* Start TEXT *
People who weren’t suspects
Selene (Tennis player and camper)
Celia (Tennis player and camper)
Evie (12-year-old main character)
Chelsea (Narrator)
Nicholas (Annabel’s brother)

Pretty quickly, actually, I predicted who the murderer was, and I was correct. Annabel’s brother, Nicholas. To me, that was the obvious twist, and at first I thought that was the only twist, and I was a bit disappointed. After watching so much Dateline episodes, it’s almost always a jealous/insane family member.

However, the other twist… That one I did not see coming.

It turns out Chelsea, our narrator, is a dog.

Yes, a dog. And suddenly, all the “dog” references made sense. (The Underdogs, dog days of summer, dogging the footsteps, etc.)

During the novel, I kept wondering why Evie was so unpopular and why her best friend, Chelsea was so popular. I wondered why Chelsea never described herself, except for her horrible background filled with abuse. I wondered why we never got any dialogue from her. I wondered why she didn’t fight Evie’s bullies. But it all made sense when the twist was revealed. Chelsea was a dog, not a human!
* End TEXT *
* Start MATERIAL SHOWN *
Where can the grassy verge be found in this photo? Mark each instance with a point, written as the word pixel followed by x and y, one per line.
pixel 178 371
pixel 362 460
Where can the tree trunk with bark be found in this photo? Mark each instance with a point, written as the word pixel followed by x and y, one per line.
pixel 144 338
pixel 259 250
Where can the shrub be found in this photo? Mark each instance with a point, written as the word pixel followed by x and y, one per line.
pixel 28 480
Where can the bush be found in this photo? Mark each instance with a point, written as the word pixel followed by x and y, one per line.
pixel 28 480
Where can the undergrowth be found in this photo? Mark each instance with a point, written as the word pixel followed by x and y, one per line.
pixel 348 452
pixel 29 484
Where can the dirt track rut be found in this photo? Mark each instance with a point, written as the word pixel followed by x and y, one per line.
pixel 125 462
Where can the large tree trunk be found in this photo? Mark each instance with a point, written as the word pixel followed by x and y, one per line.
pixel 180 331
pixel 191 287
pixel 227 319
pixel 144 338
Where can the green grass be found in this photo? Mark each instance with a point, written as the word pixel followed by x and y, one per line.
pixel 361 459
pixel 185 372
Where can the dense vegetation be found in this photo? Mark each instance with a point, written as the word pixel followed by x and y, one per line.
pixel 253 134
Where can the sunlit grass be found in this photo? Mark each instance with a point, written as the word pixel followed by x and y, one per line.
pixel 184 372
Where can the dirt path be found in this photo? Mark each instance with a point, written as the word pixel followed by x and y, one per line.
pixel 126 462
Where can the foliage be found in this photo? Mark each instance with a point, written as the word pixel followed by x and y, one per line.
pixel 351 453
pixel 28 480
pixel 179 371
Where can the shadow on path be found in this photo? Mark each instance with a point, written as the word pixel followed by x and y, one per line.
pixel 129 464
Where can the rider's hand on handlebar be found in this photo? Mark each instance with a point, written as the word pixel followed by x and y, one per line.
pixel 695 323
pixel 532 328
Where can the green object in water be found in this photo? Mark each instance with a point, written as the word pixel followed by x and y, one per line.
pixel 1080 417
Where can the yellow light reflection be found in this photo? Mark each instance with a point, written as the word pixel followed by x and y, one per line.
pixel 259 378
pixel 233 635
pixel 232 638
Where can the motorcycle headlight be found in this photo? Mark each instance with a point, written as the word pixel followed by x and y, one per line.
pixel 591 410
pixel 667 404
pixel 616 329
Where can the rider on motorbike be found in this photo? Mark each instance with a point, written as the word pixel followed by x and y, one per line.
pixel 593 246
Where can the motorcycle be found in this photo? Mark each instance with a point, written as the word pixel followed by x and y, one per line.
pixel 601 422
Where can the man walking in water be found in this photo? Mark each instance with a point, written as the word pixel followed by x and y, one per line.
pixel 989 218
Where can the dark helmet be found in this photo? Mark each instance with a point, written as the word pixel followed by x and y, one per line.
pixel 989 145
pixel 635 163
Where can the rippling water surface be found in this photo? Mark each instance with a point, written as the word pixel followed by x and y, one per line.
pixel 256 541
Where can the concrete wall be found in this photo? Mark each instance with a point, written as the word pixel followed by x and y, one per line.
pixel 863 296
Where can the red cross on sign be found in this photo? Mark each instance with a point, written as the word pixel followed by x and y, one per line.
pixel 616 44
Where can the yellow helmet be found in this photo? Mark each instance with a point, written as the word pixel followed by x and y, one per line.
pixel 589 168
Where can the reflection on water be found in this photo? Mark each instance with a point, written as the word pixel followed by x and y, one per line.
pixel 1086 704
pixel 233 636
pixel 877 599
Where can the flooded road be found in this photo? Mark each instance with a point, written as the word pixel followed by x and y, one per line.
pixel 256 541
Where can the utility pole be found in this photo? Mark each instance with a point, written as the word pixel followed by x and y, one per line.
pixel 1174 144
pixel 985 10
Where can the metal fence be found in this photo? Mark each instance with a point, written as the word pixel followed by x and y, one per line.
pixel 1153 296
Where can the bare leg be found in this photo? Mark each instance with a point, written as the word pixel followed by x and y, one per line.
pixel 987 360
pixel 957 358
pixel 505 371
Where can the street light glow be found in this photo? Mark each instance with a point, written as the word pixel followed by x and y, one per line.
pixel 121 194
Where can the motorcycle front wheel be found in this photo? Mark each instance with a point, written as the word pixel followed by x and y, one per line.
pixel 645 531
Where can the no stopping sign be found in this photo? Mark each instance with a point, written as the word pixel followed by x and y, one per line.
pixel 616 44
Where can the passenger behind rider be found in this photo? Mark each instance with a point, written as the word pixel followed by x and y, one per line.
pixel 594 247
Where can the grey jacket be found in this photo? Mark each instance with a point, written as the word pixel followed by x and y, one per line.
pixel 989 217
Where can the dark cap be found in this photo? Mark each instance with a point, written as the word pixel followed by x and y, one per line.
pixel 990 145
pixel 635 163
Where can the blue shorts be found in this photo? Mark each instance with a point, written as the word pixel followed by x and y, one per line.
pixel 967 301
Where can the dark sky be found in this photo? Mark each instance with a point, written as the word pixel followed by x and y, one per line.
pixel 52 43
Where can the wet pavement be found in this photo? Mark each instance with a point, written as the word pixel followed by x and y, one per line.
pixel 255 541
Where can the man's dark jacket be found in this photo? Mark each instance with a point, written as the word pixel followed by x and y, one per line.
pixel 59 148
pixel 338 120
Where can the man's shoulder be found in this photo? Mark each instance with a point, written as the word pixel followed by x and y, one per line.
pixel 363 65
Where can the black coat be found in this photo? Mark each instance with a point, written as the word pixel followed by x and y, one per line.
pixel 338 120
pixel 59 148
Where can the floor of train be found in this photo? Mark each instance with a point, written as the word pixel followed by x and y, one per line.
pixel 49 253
* End MATERIAL SHOWN *
INSTRUCTION 1: Revise the part of the book review that opens with the words containing "Chelsea (Narrator)" and closes with "jealous/insane family member.", replacing "murderer" with "killer".
INSTRUCTION 2: Take the book review further, carrying on from its last sentence.
The records have no connection to the book review.

FINAL RESULT 1:
Chelsea (Narrator)
Nicholas (Annabel’s brother)

Pretty quickly, actually, I predicted who the killer was, and I was correct. Annabel’s brother, Nicholas. To me, that was the obvious twist, and at first I thought that was the only twist, and I was a bit disappointed. After watching so much Dateline episodes, it’s almost always a jealous/insane family member.

FINAL RESULT 2:
Throughout the novel, I kept thinking that the narration style was too advanced for a twelve-year-old narrator, but it’s because the narrator wasn’t twelve. She was a dog, who understood more than the humans did. Chelsea ended up being the hero in this novel, saving Evie from being shot by Nicholas.

Another part of this novel, a main focus of it, was about animal abuse and how it affects animals. Author Sara Hammel did an excellent job of showing a dog’s mind and what he/she feels and experiences during and after animal abuse, and it was heartbreaking. Animal abuse breaks my heart, and when that turned out to be a huge portion of the book, I was devastated. I was also very happy that Chelsea got away from her abusers and ended up with Beth and Evie.

I think this is the most unique twist I’ve ever read, and never in a million years did I see it coming. Not only is it a mystery/thriller and coming of age novel, but also, it’s an advocate for animal rights. I genuinely loved this novel. For a lack of better words, it was adorable.